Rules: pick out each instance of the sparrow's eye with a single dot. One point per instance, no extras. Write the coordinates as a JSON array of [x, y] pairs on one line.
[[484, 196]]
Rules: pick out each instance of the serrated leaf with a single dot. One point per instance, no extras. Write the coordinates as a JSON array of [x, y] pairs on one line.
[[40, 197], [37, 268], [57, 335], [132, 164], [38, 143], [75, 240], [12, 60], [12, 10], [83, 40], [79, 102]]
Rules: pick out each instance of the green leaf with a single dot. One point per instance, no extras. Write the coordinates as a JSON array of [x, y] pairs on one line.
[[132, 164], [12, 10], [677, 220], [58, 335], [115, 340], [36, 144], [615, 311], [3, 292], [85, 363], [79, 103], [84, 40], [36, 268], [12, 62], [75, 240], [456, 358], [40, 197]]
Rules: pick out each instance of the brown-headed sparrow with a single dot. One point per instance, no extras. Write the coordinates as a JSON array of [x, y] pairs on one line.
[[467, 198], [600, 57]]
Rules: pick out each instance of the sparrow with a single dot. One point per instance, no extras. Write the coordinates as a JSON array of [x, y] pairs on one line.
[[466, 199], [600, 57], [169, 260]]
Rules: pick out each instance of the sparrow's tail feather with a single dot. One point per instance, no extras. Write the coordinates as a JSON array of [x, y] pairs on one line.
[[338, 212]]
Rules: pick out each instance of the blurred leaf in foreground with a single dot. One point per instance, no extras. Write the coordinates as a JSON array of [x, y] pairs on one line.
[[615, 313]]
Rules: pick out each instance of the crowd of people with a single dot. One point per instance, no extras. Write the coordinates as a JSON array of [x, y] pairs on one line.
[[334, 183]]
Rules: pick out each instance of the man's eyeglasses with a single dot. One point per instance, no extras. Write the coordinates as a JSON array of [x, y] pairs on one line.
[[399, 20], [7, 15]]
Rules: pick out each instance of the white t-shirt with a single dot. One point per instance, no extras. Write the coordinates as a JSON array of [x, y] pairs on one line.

> [Given instruction]
Turn all of the records above into a numbered list with one line per item, and omit any blank lines.

> [Solution below]
1. Rules: pick out each instance of the sparrow's eye with a single dot. One point per instance, no extras. Write the coordinates as a JSON array of [x, y] pairs on one line.
2. [[484, 196]]
3. Rules: pick out each instance of the serrated leaf with a single dot. One point per instance, no extras. Write the coordinates as a JSON array of [x, y] pairs on one line.
4. [[40, 197], [37, 268], [57, 335], [132, 164], [38, 143], [75, 240], [12, 60], [12, 10], [83, 40], [79, 102]]
5. Rules: pick out each instance of the green leaf with a single dot. One point per instance, no extras. Write the coordinates as a JSON array of [x, y] pairs on one line.
6. [[132, 164], [12, 10], [677, 220], [58, 335], [115, 340], [36, 144], [615, 311], [3, 292], [85, 363], [79, 103], [84, 40], [36, 268], [12, 62], [75, 240], [456, 358], [40, 197]]
7. Rules: pick out each instance of the brown-headed sparrow with a single dot. One point per instance, no extras. Write the coordinates as a JSON array of [x, y] pairs on one line.
8. [[467, 198], [600, 57]]
9. Rules: pick out each instance of the sparrow with a single dot. One point per instance, no extras. Write the coordinates as a JSON array of [x, y] pairs on one line.
10. [[466, 199], [600, 57], [169, 260]]
11. Rules: pick out each instance of the sparrow's tail feather with a single dot. One point per instance, no extras. Write the coordinates as a JSON array of [x, y] pairs on one line.
12. [[338, 212]]
13. Rules: pick out each instance of the blurred leaf in foreground with a single dot. One point per instance, no extras. Write the coordinates as a JSON array of [x, y] pairs on one line.
14. [[615, 313]]
15. Rules: pick out each instance of the crowd of people with a single dot. One point per instance, no extras. Write the coordinates as a JSON array of [x, y] pairs on one line.
16. [[334, 183]]
17. Rules: pick out each instance of the man's eyeglasses with a single dot. One point per instance, no extras. Write the coordinates as a JSON array of [x, y] pairs on one line.
18. [[399, 20], [7, 15]]
19. Rules: pick out each instance of the white t-shirt with a single dot. One point per instance, no extras. Write the coordinates as a JSON array of [x, y] pairs on one line.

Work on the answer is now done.